* Start *

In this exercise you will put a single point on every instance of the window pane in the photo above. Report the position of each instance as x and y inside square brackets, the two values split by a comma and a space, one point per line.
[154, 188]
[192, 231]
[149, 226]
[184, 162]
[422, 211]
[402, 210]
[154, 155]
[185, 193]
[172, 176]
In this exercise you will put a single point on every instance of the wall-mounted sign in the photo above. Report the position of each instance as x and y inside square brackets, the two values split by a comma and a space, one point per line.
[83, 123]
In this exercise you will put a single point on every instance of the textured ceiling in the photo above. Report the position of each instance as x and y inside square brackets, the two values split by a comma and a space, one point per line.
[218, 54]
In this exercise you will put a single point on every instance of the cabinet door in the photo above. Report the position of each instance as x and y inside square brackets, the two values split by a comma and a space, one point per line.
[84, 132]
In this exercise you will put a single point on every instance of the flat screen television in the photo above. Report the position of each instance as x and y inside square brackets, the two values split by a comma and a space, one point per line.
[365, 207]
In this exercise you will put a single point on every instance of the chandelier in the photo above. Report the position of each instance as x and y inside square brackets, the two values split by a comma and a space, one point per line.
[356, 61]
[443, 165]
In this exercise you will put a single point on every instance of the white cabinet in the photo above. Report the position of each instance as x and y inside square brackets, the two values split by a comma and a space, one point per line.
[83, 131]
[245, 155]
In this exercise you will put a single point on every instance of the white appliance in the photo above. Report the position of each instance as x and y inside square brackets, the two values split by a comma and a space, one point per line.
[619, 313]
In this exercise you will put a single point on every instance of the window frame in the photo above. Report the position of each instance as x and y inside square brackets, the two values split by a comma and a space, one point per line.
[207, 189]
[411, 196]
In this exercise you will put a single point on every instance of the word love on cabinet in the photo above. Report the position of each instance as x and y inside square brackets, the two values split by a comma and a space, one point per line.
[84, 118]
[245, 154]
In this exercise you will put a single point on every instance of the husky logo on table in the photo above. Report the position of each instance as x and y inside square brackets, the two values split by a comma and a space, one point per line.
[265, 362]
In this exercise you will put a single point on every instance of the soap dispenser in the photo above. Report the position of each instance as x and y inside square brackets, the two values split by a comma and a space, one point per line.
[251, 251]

* End *

=== PROBLEM REQUIREMENTS ===
Please rewrite the data from the line containing "of the soap" through the end, changing "soap dispenser" to "paper towel holder" and leaving everything else as it is.

=== TASK RESULT ===
In this exercise you will put a single point on every instance of the paper towel holder in the photo above. Report the position of each instance as x and y inside square brackets, the two values split by a comma and a space, one point per line.
[251, 251]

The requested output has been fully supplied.